Provided passage:
In May of last year, residents of Albion stepped into the voting booth.
On their ballots, they saw this question:
"Shall Albion Public Schools be annexed to Marshall Public Schools to be effective July 1, 2016?"
This story is part two of UN/DIVIDED, a three-part series from Michigan Radio
In the months leading up to the vote, this question divided the city in a way Jontaj Wallace had never seen before.
“Like, you would drive through here and you would see signs pro-annexation and anti-annexation. All this other stuff,” he says.
Wallace has spent his whole life in this city. He grew up just a few miles from Albion College. Now, he’s a sophomore there, studying music education.
Wallace says this community has always felt like a big, extended family. But last year, the question of whether the Marshall district should annex Albion’s schools divided the city, and Wallace saw his tight-knit family start to fray.
“Like, any time of the day you will see like attacks on social media. You will see people who had known each other for years, like friends for years, just because of this one thing stop talking to each other,” says Wallace. “Like, in public! In grocery lines, in restaurants.”
The vote to close Albion’s school system was more than a year ago.
But the story of why it closed starts a lot further back.
So how did Albion Public Schools get to the point of annexation in the first place?
Advocating against annexation
Albion City Council member Sonya Brown lives on a quiet street. It’s lined with big trees and lots of ranch-style houses.
Brown has lived in Albion for most of her life, and she says there is just something special about this city.
“It’s just rich in diversity. I mean, we have our issues, every community does, but at the end of the day, there’s a richness here that you won’t find anywhere else,” she tells me.

Supplied material:
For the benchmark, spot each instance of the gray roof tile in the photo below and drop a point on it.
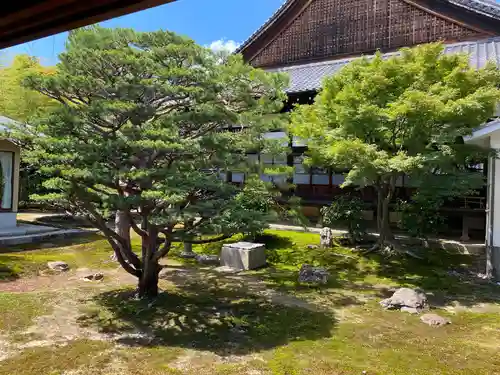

Problems:
(a) In the Albion school annexation story, what is Jontaj Wallace studying at Albion College?
(b) Continue the story about the Albion school annexation from the point where it ends.

Answers per task:
(a) Music education.

(b)
At one end of Brown’s city council precinct is Irwin Ave. It’s a street with stately houses and manicured lawns. At the other end is a public housing complex.
Brown spent hours walking around her neighborhood in the months leading up to annexation, knocking on door after door and urging her neighbors to vote no.
She says when she was growing up, Albion’s schools were the glue that held this diverse community together.
“So we all grew up together, no matter how much money you had or where you lived. We all grew up together and we all knew each other,” Brown explains.
The schools were where everyone mingled: Rich and poor, black and white. But at some point, that started to change. And for all of the controversy over annexation, there is one thing that everybody seems to agree on.
The fate of Albion Public Schools can mostly be traced back to one thing: schools of choice.
A district in distress
Jerri-Lynn Williams-Harper took over as superintendent of Albion Public Schools in 2012.
She says it was immediately clear to her what was to blame for the district’s concentrating poverty and ever-tightening budget.
“School of choice in the state of Michigan, and as it happens many places, really starts with white flight. And so that's what we had,” she says.
In the district's last year, 96% of students got free and reduced lunch.
Albion, like many cities across Michigan, has a large number of students who live in the city, but attend a different school district. That’s because more than 20 years ago, Michigan passed a law that changed how students chose schools.
Instead of being assigned to a district based on your city or your neighborhood, you could choose from any district that would take you.
“So when I got here, we had a district whose population over the last 20 years had declined 100 to 200 students steadily per year per year,” Williams-Harper says.
Albion used to be a remarkably integrated district. Fifteen years ago, there was a nearly even split between white students and kids of color.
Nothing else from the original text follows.